**Input material**
----
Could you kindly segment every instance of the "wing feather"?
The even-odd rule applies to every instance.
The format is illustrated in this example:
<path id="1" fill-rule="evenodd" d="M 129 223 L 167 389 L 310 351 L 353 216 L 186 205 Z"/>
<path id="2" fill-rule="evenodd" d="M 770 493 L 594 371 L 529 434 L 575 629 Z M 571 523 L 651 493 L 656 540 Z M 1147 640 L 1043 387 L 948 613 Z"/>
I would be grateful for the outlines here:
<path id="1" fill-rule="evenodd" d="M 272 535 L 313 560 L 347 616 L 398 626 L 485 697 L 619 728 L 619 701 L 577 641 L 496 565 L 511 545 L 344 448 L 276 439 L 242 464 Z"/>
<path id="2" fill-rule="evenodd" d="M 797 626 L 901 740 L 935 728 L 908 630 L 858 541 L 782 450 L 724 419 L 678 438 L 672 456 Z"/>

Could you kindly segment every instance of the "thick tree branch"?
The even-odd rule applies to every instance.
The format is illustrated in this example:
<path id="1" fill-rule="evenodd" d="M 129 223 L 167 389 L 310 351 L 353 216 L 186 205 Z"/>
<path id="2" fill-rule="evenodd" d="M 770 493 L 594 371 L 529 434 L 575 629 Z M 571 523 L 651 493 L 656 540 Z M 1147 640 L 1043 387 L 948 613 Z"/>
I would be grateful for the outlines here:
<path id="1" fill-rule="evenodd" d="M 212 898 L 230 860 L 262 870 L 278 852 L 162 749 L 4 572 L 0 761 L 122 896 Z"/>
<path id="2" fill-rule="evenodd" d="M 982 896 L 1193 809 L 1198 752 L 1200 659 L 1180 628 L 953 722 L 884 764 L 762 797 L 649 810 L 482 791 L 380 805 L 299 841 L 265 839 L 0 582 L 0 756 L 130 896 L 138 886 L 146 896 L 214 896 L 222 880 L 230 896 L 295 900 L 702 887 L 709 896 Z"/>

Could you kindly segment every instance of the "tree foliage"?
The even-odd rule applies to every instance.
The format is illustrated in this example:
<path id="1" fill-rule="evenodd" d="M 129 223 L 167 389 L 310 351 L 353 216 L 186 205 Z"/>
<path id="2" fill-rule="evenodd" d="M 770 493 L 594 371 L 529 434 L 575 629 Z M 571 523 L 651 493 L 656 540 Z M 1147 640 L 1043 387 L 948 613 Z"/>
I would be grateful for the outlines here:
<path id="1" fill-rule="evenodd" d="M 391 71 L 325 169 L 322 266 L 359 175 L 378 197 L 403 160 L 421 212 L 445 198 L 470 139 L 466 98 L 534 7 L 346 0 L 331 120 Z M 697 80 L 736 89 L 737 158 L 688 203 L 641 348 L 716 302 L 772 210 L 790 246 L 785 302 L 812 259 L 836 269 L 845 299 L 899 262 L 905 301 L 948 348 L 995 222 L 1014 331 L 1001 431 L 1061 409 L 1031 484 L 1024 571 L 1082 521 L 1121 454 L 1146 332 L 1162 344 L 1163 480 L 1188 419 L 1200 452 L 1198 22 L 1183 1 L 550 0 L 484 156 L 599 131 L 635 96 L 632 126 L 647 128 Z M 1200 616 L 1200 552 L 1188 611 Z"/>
----
Count the lines above that contain the word "kindly", and give only the number. Case matters.

3